● Given data:
-- START --

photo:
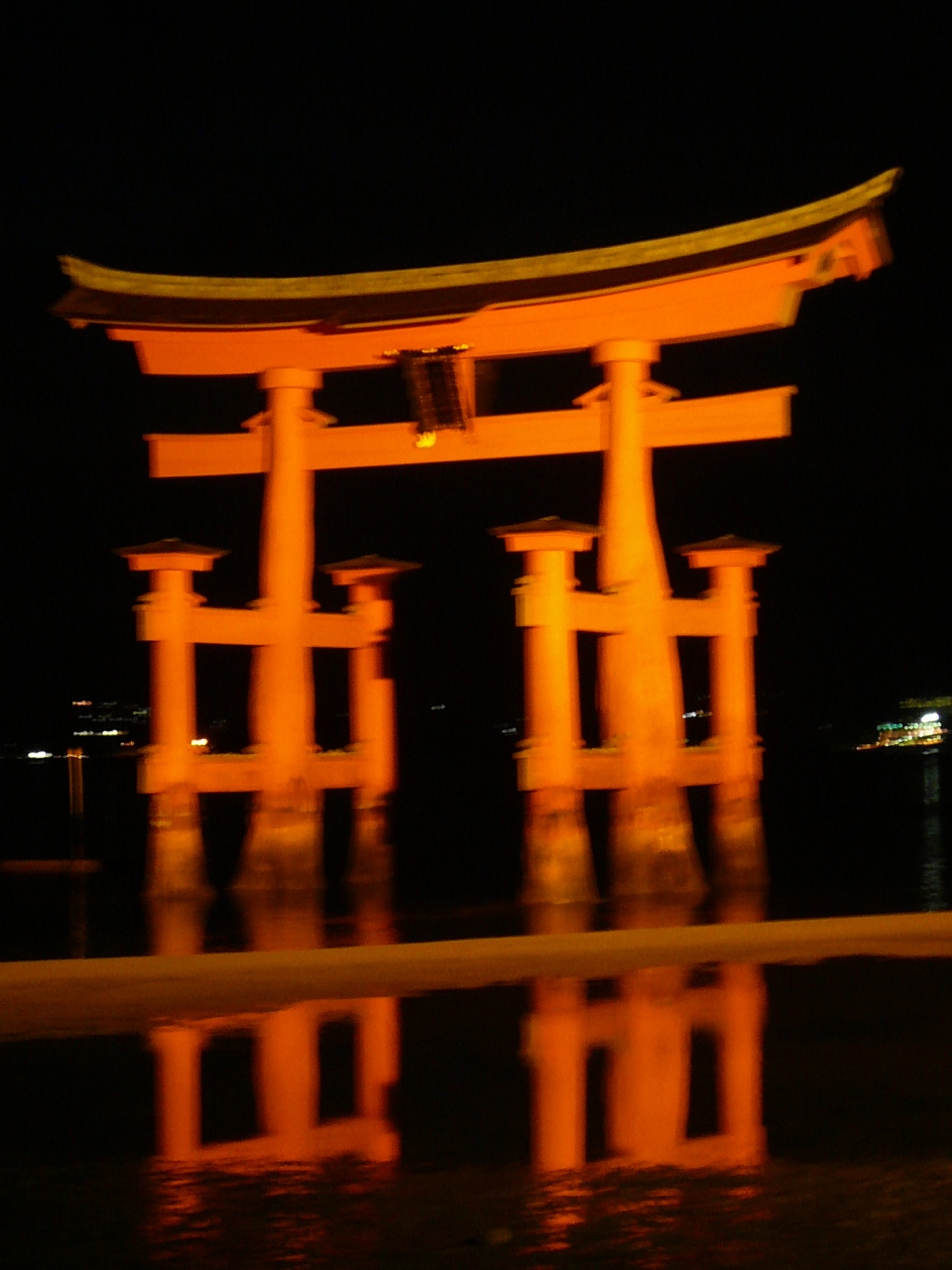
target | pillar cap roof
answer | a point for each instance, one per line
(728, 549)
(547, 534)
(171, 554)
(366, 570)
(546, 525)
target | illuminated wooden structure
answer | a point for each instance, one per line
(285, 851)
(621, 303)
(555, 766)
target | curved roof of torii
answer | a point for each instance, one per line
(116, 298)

-- END --

● Goal of the exercise:
Rewrite the listing above with every "target" changed to "label" and nothing else altered, omitting the pictures.

● Finished task:
photo:
label | pillar cap roof
answer | a point for each instance, one per line
(728, 549)
(547, 534)
(171, 554)
(366, 570)
(546, 525)
label | illuminated wooden structure
answer | a point for each instance, one per line
(285, 851)
(621, 303)
(555, 766)
label | curved roof of torii
answer | a point for each instance, one per line
(116, 298)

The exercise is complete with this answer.